───── Lesetext ─────

Des war auch längst a mal fällig .  
Well done


----------



## SahnebrotRider (16. März 2006)

Also wir haben hier 2 Skateparks ... in den einen dürfen Biker nicht rein und der andere ist recht klein ... sehr klein. Weiterhin ... hmm. Am Buchstein sind paar schöne Drops und SingleTracks. Nichts Aufregendes. Am Siegesturm haben wir mal richtig schöne Northshores hingebaut (feine Drops) - ist aber komplett geräumt worden - absolutes Radfahrverbot. Paar Kicker stehen da trotzdem noch rum. Dann wäre da noch die Innenstadt, wo man immer jemanden zum Fahren findet. Und auf dem Campus kann man auch die eine oder andere Runde drehen.


----------



## Allrounder88 (16. März 2006)

Hmmm.....naja,aber was isn mit den Trails ( Downhill )im Saas´er Wald und Studentenwald und wie kommt mer da hin , wenn man von Kulmbach kommt ?
Geile Page!!!!!!!


----------



## SahnebrotRider (18. März 2006)

Da bin ich leider überfragt - ich fahre nur Street. Keine Ahnung von den Spots - war da noch nie.


----------

───── Aufgeführte Datensätze ─────

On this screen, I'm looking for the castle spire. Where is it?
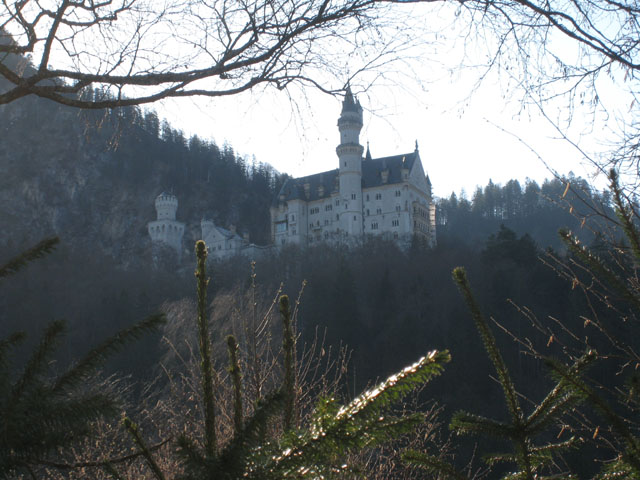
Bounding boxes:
[342,84,362,113]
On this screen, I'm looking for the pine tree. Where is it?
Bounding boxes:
[0,238,163,477]
[117,241,450,480]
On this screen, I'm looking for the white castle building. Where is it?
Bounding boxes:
[147,192,184,258]
[271,88,436,247]
[148,88,436,259]
[200,220,271,259]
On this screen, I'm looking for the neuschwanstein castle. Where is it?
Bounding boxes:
[271,89,436,247]
[148,88,436,258]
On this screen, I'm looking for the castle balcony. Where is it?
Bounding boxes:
[336,143,364,156]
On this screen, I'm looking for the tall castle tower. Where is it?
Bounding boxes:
[147,192,184,258]
[336,86,364,238]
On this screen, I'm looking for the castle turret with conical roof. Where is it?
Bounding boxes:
[336,86,364,236]
[147,192,184,257]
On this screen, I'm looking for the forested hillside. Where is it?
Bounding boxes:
[0,88,282,266]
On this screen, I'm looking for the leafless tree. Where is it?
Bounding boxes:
[0,0,640,183]
[0,0,422,108]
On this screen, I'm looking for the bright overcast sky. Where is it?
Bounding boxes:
[156,3,607,196]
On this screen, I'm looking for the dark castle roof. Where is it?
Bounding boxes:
[275,151,418,204]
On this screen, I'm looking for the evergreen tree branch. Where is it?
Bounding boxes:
[449,412,520,439]
[558,229,640,309]
[402,450,469,480]
[453,267,523,425]
[609,168,640,260]
[122,417,166,480]
[272,351,451,478]
[0,237,60,278]
[280,295,296,430]
[548,354,640,472]
[8,320,65,408]
[227,335,243,434]
[51,314,165,395]
[525,352,596,433]
[195,240,217,458]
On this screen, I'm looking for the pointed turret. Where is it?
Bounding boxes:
[336,85,364,240]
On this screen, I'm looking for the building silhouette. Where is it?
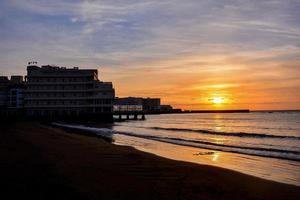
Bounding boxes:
[24,62,115,116]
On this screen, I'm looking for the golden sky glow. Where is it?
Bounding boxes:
[102,51,300,109]
[0,0,300,109]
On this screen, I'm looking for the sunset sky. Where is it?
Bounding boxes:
[0,0,300,109]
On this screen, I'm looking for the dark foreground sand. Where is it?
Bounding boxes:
[0,123,300,200]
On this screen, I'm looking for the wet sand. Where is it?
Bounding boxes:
[0,122,300,200]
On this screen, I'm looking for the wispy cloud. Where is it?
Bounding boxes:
[0,0,300,107]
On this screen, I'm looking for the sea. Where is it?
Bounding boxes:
[54,111,300,186]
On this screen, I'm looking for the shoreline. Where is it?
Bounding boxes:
[0,122,300,200]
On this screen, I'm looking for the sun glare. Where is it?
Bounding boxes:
[211,97,224,104]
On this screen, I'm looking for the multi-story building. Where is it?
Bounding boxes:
[24,62,115,116]
[0,76,10,114]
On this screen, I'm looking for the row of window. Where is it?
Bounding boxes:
[26,99,112,106]
[28,76,94,82]
[26,92,113,98]
[28,85,94,90]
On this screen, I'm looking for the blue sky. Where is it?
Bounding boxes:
[0,0,300,107]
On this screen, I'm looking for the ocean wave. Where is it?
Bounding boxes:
[53,123,300,162]
[115,131,300,162]
[148,127,300,140]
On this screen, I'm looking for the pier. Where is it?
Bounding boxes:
[113,111,146,120]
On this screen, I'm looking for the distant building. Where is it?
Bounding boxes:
[114,97,143,112]
[24,62,115,116]
[160,105,173,112]
[0,76,10,114]
[0,76,26,114]
[114,97,160,112]
[143,98,160,112]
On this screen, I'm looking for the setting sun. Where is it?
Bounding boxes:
[211,97,224,104]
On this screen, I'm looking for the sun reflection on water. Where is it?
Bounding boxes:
[211,152,220,162]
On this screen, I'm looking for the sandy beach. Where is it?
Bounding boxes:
[0,122,300,200]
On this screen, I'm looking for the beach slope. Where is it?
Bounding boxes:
[0,122,300,200]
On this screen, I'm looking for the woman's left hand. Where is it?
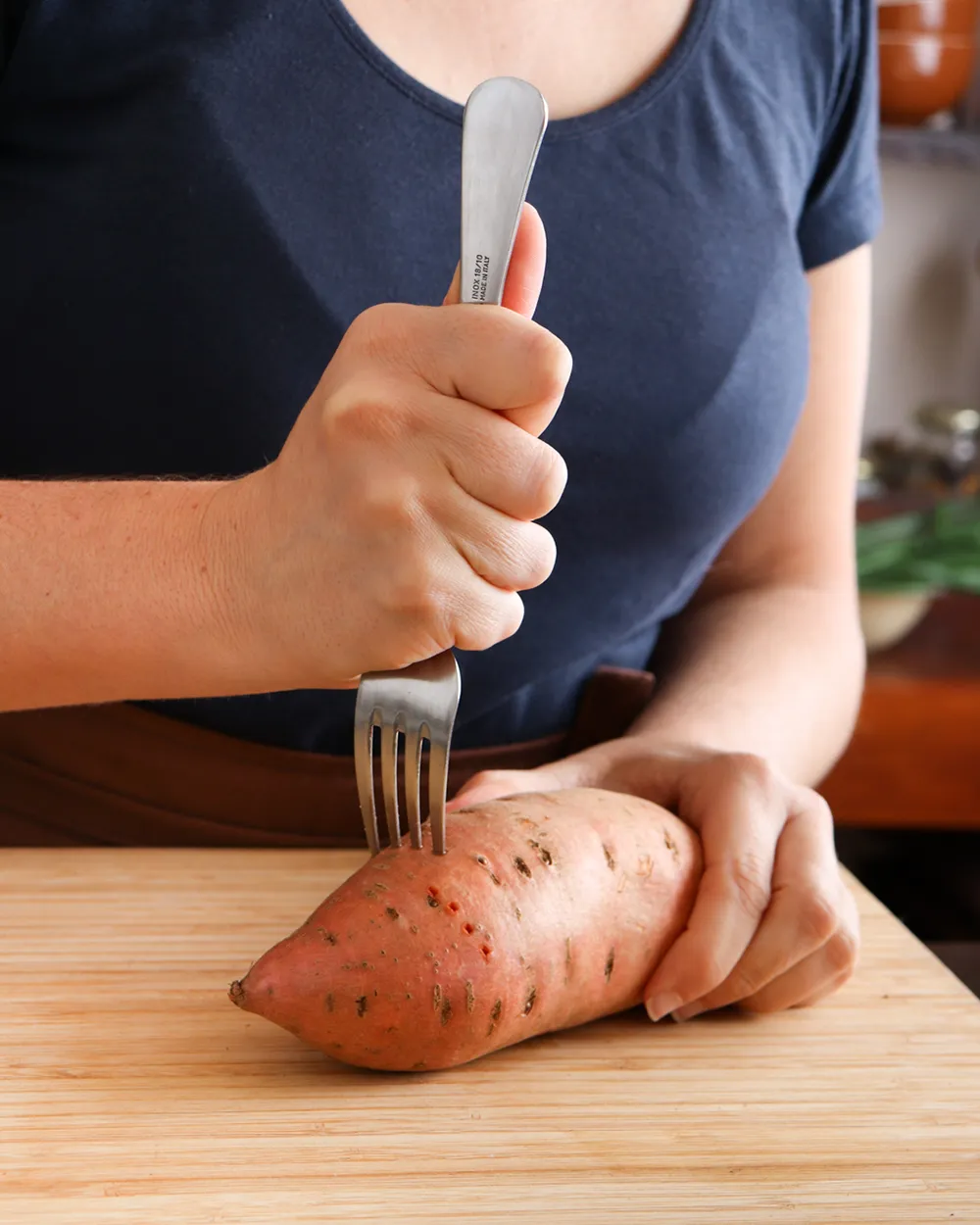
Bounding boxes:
[451,735,858,1020]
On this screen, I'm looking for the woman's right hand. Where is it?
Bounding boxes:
[209,207,571,689]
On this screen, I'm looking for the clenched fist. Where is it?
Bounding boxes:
[210,209,571,689]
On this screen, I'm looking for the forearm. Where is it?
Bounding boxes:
[0,480,250,710]
[635,586,863,787]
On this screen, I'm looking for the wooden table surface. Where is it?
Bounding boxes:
[0,849,980,1225]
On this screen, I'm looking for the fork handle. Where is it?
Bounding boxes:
[460,77,548,307]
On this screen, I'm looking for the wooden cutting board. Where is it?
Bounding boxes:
[0,849,980,1225]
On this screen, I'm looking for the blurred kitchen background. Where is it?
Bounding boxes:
[823,0,980,995]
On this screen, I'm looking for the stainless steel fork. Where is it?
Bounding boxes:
[354,77,548,856]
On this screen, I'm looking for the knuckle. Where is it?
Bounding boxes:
[807,792,834,837]
[723,965,764,1004]
[456,592,524,651]
[725,754,775,794]
[358,473,426,531]
[529,324,572,401]
[826,925,861,978]
[527,439,568,519]
[799,888,841,945]
[323,380,417,450]
[344,303,413,364]
[518,523,558,591]
[680,952,731,1000]
[728,851,772,919]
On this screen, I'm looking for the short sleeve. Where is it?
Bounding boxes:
[797,0,882,270]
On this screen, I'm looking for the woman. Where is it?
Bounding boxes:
[0,0,880,1019]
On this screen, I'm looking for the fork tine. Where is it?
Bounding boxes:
[354,720,381,856]
[429,738,450,856]
[405,724,422,851]
[381,723,402,847]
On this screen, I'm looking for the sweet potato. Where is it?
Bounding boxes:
[229,790,701,1071]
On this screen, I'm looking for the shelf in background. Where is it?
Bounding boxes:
[878,127,980,170]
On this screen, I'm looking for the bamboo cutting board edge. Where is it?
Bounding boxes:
[0,851,980,1225]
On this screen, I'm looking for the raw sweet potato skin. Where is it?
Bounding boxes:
[229,789,702,1071]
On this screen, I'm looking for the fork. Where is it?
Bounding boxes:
[354,77,548,856]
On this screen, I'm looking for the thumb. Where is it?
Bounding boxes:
[442,204,547,318]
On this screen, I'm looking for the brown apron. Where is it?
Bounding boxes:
[0,667,653,847]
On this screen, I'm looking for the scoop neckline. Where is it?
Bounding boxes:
[319,0,720,143]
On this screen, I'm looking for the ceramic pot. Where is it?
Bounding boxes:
[860,592,936,652]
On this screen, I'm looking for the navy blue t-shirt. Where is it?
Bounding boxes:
[0,0,880,754]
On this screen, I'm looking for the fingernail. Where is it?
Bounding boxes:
[646,995,684,1020]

─────

- [Aufgabe]: Geben Sie aus dem Lesetext die Passage von „## Allrounder88 (16.“ bis einschließlich „(18. März 2006)“ wortgetreu aus.

- [Vollständige Lösung]:
## Allrounder88 (16. März 2006)

Hmmm.....naja,aber was isn mit den Trails ( Downhill )im Saas´er Wald und Studentenwald und wie kommt mer da hin , wenn man von Kulmbach kommt ?
Geile Page!!!!!!!


----------



## SahnebrotRider (18. März 2006)